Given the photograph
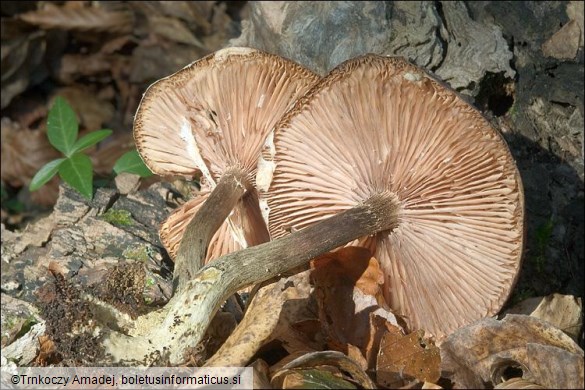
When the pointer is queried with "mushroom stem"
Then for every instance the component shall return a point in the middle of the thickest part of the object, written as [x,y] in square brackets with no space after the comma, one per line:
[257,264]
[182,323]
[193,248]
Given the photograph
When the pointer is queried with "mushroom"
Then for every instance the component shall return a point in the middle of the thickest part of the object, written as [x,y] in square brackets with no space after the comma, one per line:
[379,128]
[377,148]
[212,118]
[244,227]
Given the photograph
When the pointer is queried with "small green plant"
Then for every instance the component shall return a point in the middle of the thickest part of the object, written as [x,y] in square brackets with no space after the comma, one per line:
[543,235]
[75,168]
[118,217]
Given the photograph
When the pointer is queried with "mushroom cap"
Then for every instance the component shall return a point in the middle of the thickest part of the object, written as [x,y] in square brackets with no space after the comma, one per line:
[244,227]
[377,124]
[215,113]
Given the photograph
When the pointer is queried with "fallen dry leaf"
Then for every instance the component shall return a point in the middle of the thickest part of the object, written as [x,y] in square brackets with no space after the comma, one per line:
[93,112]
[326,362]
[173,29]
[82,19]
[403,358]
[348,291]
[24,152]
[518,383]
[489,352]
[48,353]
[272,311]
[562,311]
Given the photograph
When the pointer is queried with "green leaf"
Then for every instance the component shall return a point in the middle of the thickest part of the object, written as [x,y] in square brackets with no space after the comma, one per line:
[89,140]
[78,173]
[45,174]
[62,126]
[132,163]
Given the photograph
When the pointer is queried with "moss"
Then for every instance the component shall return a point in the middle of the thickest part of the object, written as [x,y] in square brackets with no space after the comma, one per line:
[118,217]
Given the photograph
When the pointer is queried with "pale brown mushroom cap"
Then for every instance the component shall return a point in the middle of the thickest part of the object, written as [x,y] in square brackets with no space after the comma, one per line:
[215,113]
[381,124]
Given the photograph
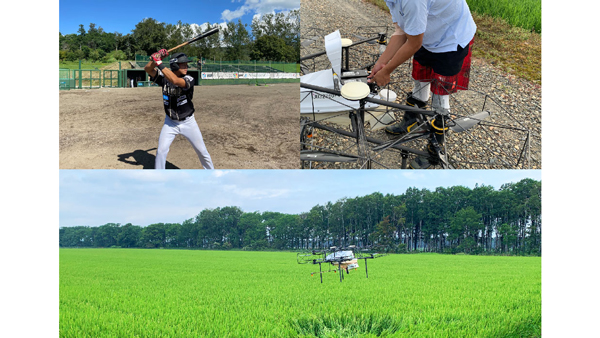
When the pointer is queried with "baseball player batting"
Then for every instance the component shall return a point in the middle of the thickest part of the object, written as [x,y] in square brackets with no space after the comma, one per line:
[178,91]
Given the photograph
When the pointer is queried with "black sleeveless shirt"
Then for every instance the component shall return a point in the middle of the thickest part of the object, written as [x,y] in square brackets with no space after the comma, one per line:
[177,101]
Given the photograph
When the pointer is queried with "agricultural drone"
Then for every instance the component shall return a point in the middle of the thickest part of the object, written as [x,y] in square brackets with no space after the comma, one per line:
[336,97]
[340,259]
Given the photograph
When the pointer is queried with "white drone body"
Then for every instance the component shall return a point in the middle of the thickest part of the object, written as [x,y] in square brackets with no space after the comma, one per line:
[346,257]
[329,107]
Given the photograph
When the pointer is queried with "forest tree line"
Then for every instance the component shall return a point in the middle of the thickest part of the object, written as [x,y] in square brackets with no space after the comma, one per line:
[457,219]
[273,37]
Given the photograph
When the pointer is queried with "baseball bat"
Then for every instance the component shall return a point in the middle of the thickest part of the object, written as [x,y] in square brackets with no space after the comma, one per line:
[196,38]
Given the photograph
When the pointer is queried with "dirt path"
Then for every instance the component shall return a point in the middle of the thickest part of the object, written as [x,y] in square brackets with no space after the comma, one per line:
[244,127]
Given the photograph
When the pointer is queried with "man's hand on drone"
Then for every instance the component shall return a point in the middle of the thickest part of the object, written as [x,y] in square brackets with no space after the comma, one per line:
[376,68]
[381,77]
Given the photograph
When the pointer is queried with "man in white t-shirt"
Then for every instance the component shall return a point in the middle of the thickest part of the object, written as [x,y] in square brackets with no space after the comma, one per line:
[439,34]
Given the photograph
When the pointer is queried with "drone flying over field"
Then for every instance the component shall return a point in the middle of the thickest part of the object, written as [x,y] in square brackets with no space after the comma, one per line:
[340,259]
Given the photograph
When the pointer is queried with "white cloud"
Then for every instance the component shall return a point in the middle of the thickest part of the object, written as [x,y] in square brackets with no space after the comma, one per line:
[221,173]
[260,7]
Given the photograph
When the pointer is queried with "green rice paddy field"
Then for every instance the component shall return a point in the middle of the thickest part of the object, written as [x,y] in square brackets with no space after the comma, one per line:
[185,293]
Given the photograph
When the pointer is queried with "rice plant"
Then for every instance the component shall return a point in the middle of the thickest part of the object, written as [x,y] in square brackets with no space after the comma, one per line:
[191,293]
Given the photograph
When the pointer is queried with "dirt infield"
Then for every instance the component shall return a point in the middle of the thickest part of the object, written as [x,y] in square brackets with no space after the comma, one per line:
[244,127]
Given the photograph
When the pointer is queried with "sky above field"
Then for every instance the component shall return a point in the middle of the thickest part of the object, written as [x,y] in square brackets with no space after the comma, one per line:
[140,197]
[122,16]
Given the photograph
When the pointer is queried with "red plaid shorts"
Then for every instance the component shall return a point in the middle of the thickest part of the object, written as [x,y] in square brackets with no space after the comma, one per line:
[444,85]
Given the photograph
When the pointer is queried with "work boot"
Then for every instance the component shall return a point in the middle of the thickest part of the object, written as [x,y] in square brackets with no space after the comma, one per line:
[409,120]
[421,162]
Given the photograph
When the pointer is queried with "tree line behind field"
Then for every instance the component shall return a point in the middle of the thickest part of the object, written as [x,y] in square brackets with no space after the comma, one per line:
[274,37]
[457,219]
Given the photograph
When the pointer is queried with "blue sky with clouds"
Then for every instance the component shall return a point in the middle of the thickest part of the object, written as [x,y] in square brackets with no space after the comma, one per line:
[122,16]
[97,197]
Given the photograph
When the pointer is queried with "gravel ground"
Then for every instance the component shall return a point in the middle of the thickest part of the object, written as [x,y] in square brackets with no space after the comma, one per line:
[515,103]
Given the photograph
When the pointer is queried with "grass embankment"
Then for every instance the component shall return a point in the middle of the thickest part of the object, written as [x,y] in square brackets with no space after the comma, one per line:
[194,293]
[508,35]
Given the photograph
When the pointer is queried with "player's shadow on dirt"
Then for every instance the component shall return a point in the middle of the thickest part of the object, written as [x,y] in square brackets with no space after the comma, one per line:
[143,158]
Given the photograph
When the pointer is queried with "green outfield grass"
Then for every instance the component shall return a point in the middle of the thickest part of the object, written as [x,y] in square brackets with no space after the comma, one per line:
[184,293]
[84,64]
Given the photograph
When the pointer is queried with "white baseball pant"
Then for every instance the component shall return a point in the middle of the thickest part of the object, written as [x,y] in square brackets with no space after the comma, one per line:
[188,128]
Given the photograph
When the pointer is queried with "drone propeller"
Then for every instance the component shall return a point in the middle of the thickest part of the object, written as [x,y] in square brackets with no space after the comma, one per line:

+ + +

■ WHAT TO DO ■
Scan the listing above for the word "dirt" and show each line where it is found.

■ ANSWER TO THIS EXERCISE ■
When the pointer is queried with "dirt path"
When the pointer is queried with "dirt infield"
When the pointer is queried with "player's shadow on dirt"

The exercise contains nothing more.